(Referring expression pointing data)
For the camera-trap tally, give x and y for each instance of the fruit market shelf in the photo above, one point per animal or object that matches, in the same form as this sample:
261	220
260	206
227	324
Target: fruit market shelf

* _TASK_
Go through the records above and return each line in which the word "shelf" occurs.

* _RESPONSE_
For the camera-trap tally, give x and y for each instance of the fruit market shelf in the photo above, one point per animal or object that matches, in the same form as this sample:
Target: fruit market shelf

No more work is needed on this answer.